Select every line in the data below that contains the string "provide", and copy each of those lines.

--- BEGIN Records to process ---

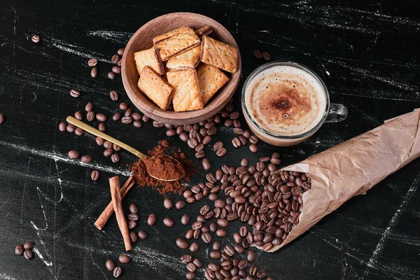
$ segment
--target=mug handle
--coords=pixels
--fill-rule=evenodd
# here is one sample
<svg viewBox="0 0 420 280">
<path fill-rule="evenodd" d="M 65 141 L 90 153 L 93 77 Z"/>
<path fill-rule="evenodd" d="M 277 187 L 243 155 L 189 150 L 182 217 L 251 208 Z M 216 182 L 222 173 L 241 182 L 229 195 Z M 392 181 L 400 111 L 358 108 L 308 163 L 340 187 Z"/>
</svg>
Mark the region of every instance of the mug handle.
<svg viewBox="0 0 420 280">
<path fill-rule="evenodd" d="M 349 111 L 347 108 L 337 103 L 330 104 L 330 111 L 326 120 L 326 122 L 339 122 L 347 118 Z"/>
</svg>

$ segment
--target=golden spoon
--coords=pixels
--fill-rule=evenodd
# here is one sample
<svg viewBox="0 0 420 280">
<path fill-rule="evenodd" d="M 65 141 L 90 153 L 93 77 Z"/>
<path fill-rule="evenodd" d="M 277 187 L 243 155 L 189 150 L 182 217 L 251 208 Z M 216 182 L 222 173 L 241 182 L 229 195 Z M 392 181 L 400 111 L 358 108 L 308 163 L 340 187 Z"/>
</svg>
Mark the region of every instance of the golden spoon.
<svg viewBox="0 0 420 280">
<path fill-rule="evenodd" d="M 162 165 L 162 167 L 164 165 L 167 166 L 167 167 L 169 165 L 172 165 L 174 169 L 179 171 L 179 176 L 178 176 L 178 178 L 158 178 L 156 176 L 159 176 L 159 175 L 153 174 L 153 172 L 152 172 L 152 173 L 150 173 L 150 165 L 148 164 L 149 162 L 148 160 L 148 159 L 155 159 L 157 157 L 148 157 L 148 156 L 146 155 L 145 154 L 140 153 L 139 151 L 138 151 L 133 147 L 128 146 L 126 144 L 124 144 L 124 143 L 121 142 L 120 141 L 117 140 L 115 138 L 110 136 L 109 135 L 106 134 L 105 133 L 97 130 L 96 128 L 91 127 L 89 125 L 85 124 L 85 122 L 83 122 L 75 118 L 73 118 L 71 116 L 68 116 L 67 118 L 66 119 L 66 120 L 67 121 L 67 122 L 74 125 L 79 128 L 81 128 L 86 132 L 89 132 L 91 134 L 97 136 L 98 137 L 101 137 L 102 139 L 108 141 L 113 144 L 118 145 L 120 147 L 122 148 L 125 150 L 127 150 L 127 151 L 130 152 L 131 153 L 132 153 L 133 155 L 136 155 L 140 160 L 143 160 L 143 162 L 145 163 L 146 169 L 147 171 L 147 173 L 150 176 L 150 177 L 153 177 L 155 179 L 160 180 L 160 181 L 170 181 L 180 180 L 180 179 L 183 178 L 184 177 L 184 176 L 186 175 L 186 171 L 185 171 L 182 164 L 181 162 L 179 162 L 179 161 L 178 161 L 176 159 L 175 159 L 169 155 L 163 155 L 163 156 L 162 156 L 159 159 L 160 160 L 157 160 L 157 162 L 161 164 Z M 162 176 L 162 175 L 161 175 L 161 176 Z M 163 176 L 164 176 L 164 174 Z"/>
</svg>

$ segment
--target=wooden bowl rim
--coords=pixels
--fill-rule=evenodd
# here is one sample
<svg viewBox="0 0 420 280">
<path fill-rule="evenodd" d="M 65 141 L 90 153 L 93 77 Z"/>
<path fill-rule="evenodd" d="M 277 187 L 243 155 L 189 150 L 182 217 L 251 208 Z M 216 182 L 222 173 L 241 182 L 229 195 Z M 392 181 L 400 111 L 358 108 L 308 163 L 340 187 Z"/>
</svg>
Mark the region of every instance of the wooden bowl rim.
<svg viewBox="0 0 420 280">
<path fill-rule="evenodd" d="M 140 34 L 144 32 L 144 30 L 148 29 L 150 25 L 156 24 L 157 22 L 159 22 L 161 20 L 167 20 L 168 19 L 179 18 L 183 16 L 189 16 L 197 18 L 197 24 L 200 23 L 200 18 L 206 18 L 207 22 L 211 23 L 211 27 L 216 29 L 216 30 L 221 30 L 225 34 L 226 34 L 227 37 L 228 42 L 225 41 L 223 43 L 229 43 L 230 45 L 232 45 L 238 49 L 238 65 L 237 70 L 235 73 L 231 74 L 231 77 L 230 80 L 222 88 L 222 91 L 218 92 L 218 96 L 216 97 L 216 102 L 209 102 L 204 106 L 204 108 L 201 110 L 196 111 L 190 111 L 186 112 L 174 112 L 173 111 L 162 111 L 158 107 L 155 106 L 154 109 L 150 110 L 148 106 L 145 106 L 141 101 L 138 100 L 136 98 L 136 94 L 144 94 L 139 88 L 137 88 L 137 83 L 135 84 L 131 83 L 129 81 L 129 78 L 127 77 L 127 71 L 126 71 L 126 62 L 128 59 L 132 59 L 133 57 L 128 57 L 126 55 L 128 50 L 132 48 L 132 46 L 134 43 L 135 40 L 137 39 L 137 37 L 140 36 Z M 136 50 L 137 51 L 137 50 Z M 207 119 L 212 115 L 215 115 L 216 113 L 220 111 L 223 107 L 224 107 L 226 104 L 230 100 L 233 94 L 234 94 L 239 83 L 241 77 L 241 54 L 239 52 L 239 49 L 238 48 L 238 45 L 236 43 L 236 41 L 229 32 L 227 29 L 226 29 L 221 24 L 218 22 L 217 21 L 206 17 L 205 15 L 195 13 L 185 13 L 185 12 L 179 12 L 179 13 L 172 13 L 166 15 L 160 15 L 158 18 L 155 18 L 144 25 L 142 25 L 130 38 L 127 46 L 125 47 L 125 50 L 124 52 L 124 55 L 122 58 L 122 64 L 121 64 L 121 75 L 122 78 L 122 83 L 124 85 L 124 88 L 127 92 L 127 94 L 132 101 L 134 106 L 137 107 L 143 113 L 146 113 L 148 116 L 150 117 L 153 120 L 156 120 L 158 121 L 169 123 L 172 125 L 186 125 L 191 124 L 195 122 L 198 122 L 201 120 L 204 120 Z M 230 92 L 227 92 L 229 88 L 230 88 Z M 152 102 L 153 103 L 153 102 Z"/>
</svg>

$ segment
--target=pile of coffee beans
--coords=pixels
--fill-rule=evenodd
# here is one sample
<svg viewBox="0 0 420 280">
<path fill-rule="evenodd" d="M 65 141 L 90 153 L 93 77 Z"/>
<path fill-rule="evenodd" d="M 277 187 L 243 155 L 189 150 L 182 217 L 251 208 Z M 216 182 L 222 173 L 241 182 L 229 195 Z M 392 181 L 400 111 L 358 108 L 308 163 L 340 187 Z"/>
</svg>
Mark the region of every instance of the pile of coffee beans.
<svg viewBox="0 0 420 280">
<path fill-rule="evenodd" d="M 23 255 L 27 260 L 31 260 L 34 257 L 32 248 L 34 242 L 28 241 L 24 244 L 18 244 L 15 247 L 15 255 Z"/>
</svg>

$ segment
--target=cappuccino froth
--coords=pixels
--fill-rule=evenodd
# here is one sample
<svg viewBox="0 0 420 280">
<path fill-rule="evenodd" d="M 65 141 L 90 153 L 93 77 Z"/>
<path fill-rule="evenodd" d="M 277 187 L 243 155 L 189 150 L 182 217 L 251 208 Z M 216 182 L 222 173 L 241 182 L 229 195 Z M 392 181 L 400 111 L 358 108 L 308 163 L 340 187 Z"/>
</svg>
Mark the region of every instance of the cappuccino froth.
<svg viewBox="0 0 420 280">
<path fill-rule="evenodd" d="M 275 66 L 259 73 L 248 85 L 245 104 L 262 128 L 283 136 L 314 128 L 327 106 L 322 85 L 308 72 L 292 66 Z"/>
</svg>

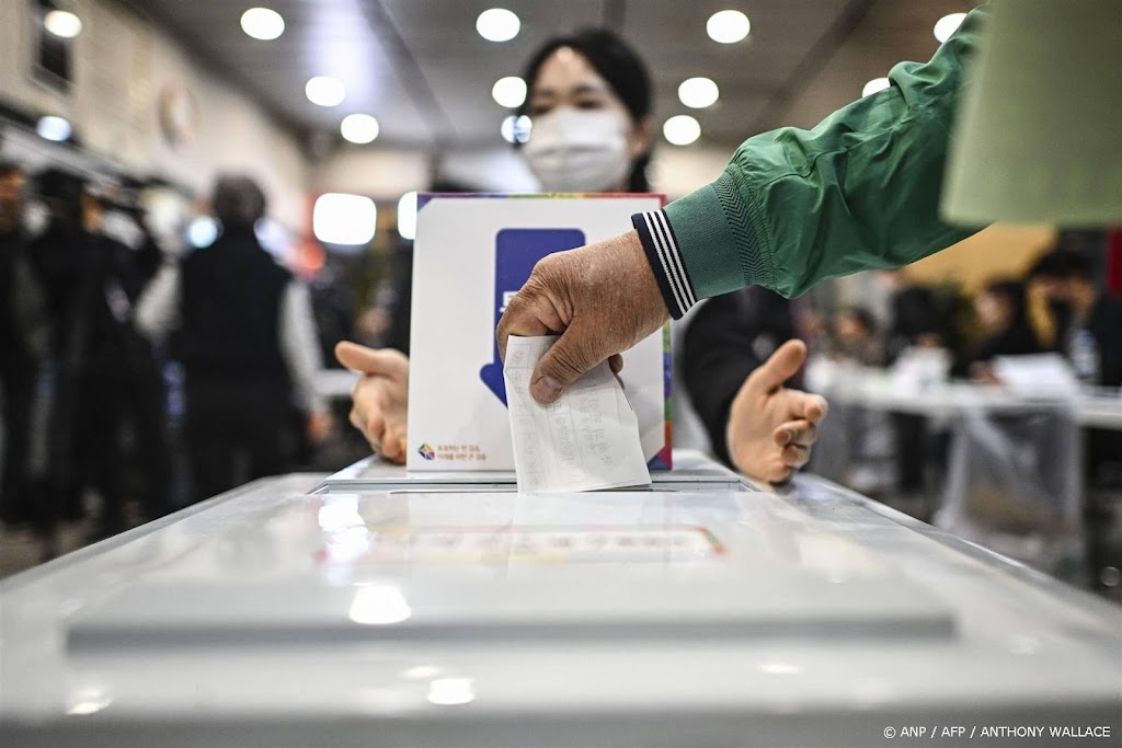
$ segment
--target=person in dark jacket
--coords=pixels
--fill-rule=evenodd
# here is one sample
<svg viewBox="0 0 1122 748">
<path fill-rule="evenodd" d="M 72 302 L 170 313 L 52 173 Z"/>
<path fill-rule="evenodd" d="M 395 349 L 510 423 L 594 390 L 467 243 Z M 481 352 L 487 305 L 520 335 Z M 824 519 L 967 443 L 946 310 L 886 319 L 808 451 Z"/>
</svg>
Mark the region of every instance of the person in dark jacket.
<svg viewBox="0 0 1122 748">
<path fill-rule="evenodd" d="M 158 260 L 102 233 L 104 205 L 84 177 L 52 169 L 38 178 L 50 222 L 31 246 L 54 322 L 48 442 L 49 487 L 38 532 L 50 543 L 62 515 L 81 511 L 82 490 L 102 499 L 94 539 L 127 529 L 125 434 L 131 430 L 145 473 L 148 518 L 166 511 L 171 458 L 151 349 L 134 307 Z"/>
<path fill-rule="evenodd" d="M 49 321 L 21 225 L 26 183 L 19 164 L 0 161 L 0 519 L 7 524 L 33 517 L 40 488 L 33 421 L 49 351 Z"/>
<path fill-rule="evenodd" d="M 1086 384 L 1122 387 L 1122 298 L 1097 288 L 1094 275 L 1091 258 L 1065 249 L 1045 255 L 1029 271 L 1048 303 L 1054 350 L 1072 360 Z M 1086 443 L 1092 480 L 1122 483 L 1122 433 L 1088 428 Z"/>
<path fill-rule="evenodd" d="M 1002 279 L 988 283 L 974 299 L 982 338 L 957 362 L 953 373 L 990 379 L 985 366 L 999 355 L 1040 353 L 1043 348 L 1029 322 L 1024 284 Z"/>
<path fill-rule="evenodd" d="M 298 445 L 294 405 L 307 415 L 313 441 L 331 421 L 314 389 L 320 350 L 307 288 L 254 231 L 264 193 L 249 177 L 221 176 L 211 209 L 220 237 L 166 266 L 137 313 L 149 338 L 174 332 L 196 500 L 289 470 Z"/>
<path fill-rule="evenodd" d="M 716 296 L 690 321 L 683 349 L 686 389 L 719 460 L 773 482 L 806 463 L 826 400 L 789 388 L 800 386 L 807 348 L 795 338 L 788 299 L 760 287 Z M 798 438 L 775 431 L 781 423 L 801 424 Z"/>
</svg>

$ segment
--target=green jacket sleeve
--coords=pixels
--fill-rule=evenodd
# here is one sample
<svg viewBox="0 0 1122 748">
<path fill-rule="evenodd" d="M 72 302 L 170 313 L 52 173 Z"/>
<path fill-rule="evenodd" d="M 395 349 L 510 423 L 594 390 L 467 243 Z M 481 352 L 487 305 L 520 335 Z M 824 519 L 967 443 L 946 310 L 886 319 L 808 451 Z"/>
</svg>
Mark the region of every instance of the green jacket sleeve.
<svg viewBox="0 0 1122 748">
<path fill-rule="evenodd" d="M 716 182 L 636 215 L 671 313 L 747 285 L 795 296 L 974 233 L 940 221 L 938 204 L 964 65 L 987 15 L 971 12 L 929 63 L 893 67 L 884 91 L 812 130 L 749 138 Z"/>
</svg>

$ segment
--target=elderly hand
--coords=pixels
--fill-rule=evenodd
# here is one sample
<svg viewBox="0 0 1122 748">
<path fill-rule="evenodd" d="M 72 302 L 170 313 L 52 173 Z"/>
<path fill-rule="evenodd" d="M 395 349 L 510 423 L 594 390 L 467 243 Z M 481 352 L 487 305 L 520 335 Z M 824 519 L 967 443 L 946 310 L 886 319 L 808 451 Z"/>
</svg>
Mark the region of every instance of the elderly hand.
<svg viewBox="0 0 1122 748">
<path fill-rule="evenodd" d="M 350 422 L 370 447 L 387 460 L 405 463 L 410 360 L 399 351 L 356 343 L 335 345 L 335 358 L 362 378 L 351 391 Z"/>
<path fill-rule="evenodd" d="M 783 387 L 807 360 L 807 345 L 789 340 L 753 371 L 728 413 L 728 454 L 737 470 L 772 483 L 807 464 L 826 417 L 826 398 Z"/>
<path fill-rule="evenodd" d="M 618 371 L 618 353 L 669 316 L 643 244 L 632 231 L 542 258 L 499 320 L 498 350 L 505 360 L 511 335 L 561 333 L 530 380 L 534 399 L 552 403 L 600 361 L 607 359 Z"/>
</svg>

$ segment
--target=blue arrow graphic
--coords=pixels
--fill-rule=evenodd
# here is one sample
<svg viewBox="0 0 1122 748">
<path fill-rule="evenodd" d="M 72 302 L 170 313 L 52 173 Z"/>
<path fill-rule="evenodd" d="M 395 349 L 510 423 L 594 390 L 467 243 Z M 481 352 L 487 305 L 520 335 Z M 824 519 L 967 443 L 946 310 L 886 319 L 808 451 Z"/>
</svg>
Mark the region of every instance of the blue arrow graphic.
<svg viewBox="0 0 1122 748">
<path fill-rule="evenodd" d="M 503 229 L 495 237 L 495 326 L 509 297 L 526 283 L 537 260 L 565 249 L 583 247 L 585 232 L 579 229 Z M 503 361 L 495 343 L 494 359 L 479 369 L 487 389 L 506 405 L 506 382 Z"/>
</svg>

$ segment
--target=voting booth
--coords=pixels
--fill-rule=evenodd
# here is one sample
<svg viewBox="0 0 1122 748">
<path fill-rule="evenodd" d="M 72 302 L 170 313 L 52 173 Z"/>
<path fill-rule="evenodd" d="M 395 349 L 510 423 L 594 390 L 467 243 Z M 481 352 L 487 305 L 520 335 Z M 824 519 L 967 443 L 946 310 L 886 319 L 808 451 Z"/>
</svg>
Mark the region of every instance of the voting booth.
<svg viewBox="0 0 1122 748">
<path fill-rule="evenodd" d="M 528 401 L 551 341 L 504 369 L 506 301 L 657 197 L 421 202 L 408 464 L 0 582 L 0 746 L 1118 745 L 1114 606 L 826 480 L 671 455 L 665 331 L 624 388 Z M 536 490 L 564 480 L 610 488 Z"/>
<path fill-rule="evenodd" d="M 411 471 L 513 470 L 495 327 L 534 265 L 631 229 L 661 195 L 422 194 L 413 258 Z M 669 325 L 624 353 L 652 469 L 671 463 Z"/>
<path fill-rule="evenodd" d="M 371 459 L 6 580 L 0 745 L 1118 745 L 1116 607 L 813 477 L 674 464 L 527 497 Z"/>
</svg>

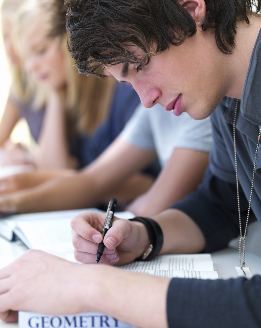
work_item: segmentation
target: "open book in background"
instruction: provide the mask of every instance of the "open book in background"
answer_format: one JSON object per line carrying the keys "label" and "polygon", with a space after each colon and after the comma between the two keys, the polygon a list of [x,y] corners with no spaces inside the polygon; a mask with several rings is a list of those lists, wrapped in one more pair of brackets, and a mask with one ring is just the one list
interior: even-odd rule
{"label": "open book in background", "polygon": [[[0,219],[0,236],[10,241],[18,239],[28,248],[75,261],[70,223],[73,217],[85,211],[105,213],[90,208],[10,215]],[[115,215],[122,218],[135,216],[128,212],[116,212]]]}
{"label": "open book in background", "polygon": [[124,270],[166,278],[216,279],[210,254],[161,255],[147,261],[136,261],[120,267]]}

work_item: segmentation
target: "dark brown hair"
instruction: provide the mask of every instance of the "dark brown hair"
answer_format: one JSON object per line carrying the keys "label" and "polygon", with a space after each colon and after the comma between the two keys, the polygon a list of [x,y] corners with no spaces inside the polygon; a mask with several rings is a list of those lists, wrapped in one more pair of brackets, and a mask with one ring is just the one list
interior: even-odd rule
{"label": "dark brown hair", "polygon": [[[254,5],[259,11],[261,0],[205,3],[202,30],[214,29],[219,49],[232,53],[237,22],[249,24],[250,11]],[[140,62],[127,44],[141,48],[146,54],[142,61],[148,62],[152,46],[154,53],[159,53],[171,45],[180,45],[196,31],[194,19],[176,0],[66,0],[65,4],[69,51],[79,72],[87,74],[99,75],[108,64]]]}

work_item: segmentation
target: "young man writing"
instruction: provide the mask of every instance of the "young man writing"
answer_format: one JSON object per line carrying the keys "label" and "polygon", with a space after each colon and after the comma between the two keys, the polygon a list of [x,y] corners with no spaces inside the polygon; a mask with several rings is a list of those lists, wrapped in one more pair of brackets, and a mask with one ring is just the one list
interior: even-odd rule
{"label": "young man writing", "polygon": [[[203,184],[153,217],[151,224],[157,227],[158,222],[164,237],[160,254],[211,251],[227,245],[240,231],[243,237],[246,221],[254,219],[253,213],[261,222],[261,19],[246,10],[251,3],[67,3],[70,47],[82,72],[95,73],[98,68],[95,63],[101,63],[117,79],[131,83],[145,107],[158,103],[176,115],[186,111],[198,119],[217,107],[212,116],[214,147]],[[260,2],[256,3],[259,10]],[[247,220],[249,199],[253,212],[250,210]],[[97,245],[93,241],[101,240],[103,218],[89,212],[72,220],[76,258],[95,262]],[[148,226],[139,221],[114,220],[104,243],[115,249],[118,264],[132,261],[147,249],[151,242]],[[158,231],[156,249],[160,243]],[[10,310],[53,313],[102,309],[141,327],[261,326],[259,276],[249,280],[170,280],[108,266],[80,266],[31,252],[3,269],[2,317],[11,319],[15,314]],[[73,309],[68,294],[59,295],[65,300],[62,304],[55,302],[59,294],[55,291],[62,293],[65,285],[73,297]],[[40,286],[36,295],[35,286]],[[43,302],[47,288],[52,291],[52,297]]]}

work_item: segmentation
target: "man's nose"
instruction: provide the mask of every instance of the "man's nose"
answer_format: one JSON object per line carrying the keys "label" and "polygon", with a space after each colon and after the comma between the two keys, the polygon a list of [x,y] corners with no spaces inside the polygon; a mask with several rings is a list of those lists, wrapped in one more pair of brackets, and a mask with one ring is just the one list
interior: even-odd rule
{"label": "man's nose", "polygon": [[139,95],[144,107],[150,108],[159,102],[161,96],[161,92],[158,88],[153,87],[147,89],[144,84],[133,86]]}

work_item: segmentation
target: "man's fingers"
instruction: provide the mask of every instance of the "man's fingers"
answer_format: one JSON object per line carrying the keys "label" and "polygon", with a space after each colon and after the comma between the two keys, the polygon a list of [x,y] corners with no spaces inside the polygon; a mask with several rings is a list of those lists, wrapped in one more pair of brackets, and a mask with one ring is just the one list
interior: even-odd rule
{"label": "man's fingers", "polygon": [[[77,261],[82,263],[96,263],[96,254],[90,254],[75,250],[74,257]],[[112,265],[116,263],[118,260],[118,253],[117,251],[114,250],[113,252],[110,254],[104,254],[104,253],[99,263]]]}
{"label": "man's fingers", "polygon": [[[77,251],[93,254],[97,254],[99,246],[98,244],[87,240],[74,232],[73,232],[72,233],[72,245]],[[113,252],[113,250],[109,249],[106,247],[104,248],[103,253],[111,254]]]}
{"label": "man's fingers", "polygon": [[84,239],[97,243],[102,240],[101,233],[105,215],[86,212],[74,217],[71,221],[72,230]]}
{"label": "man's fingers", "polygon": [[131,231],[131,225],[128,220],[116,218],[104,236],[104,245],[109,249],[115,248],[124,239],[130,238]]}

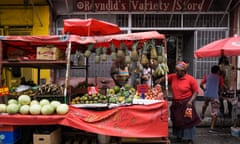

--- END Records to process ---

→ Answer for the task:
instruction: provide the mask of every instance of the "open book in background"
instruction: provide the mask of every instance of the "dark brown hair"
instruction: provide the mask of every instance of the "young man writing"
instruction: provide the mask of every instance of the "man's nose"
instruction: provide the mask of every instance of the "man's fingers"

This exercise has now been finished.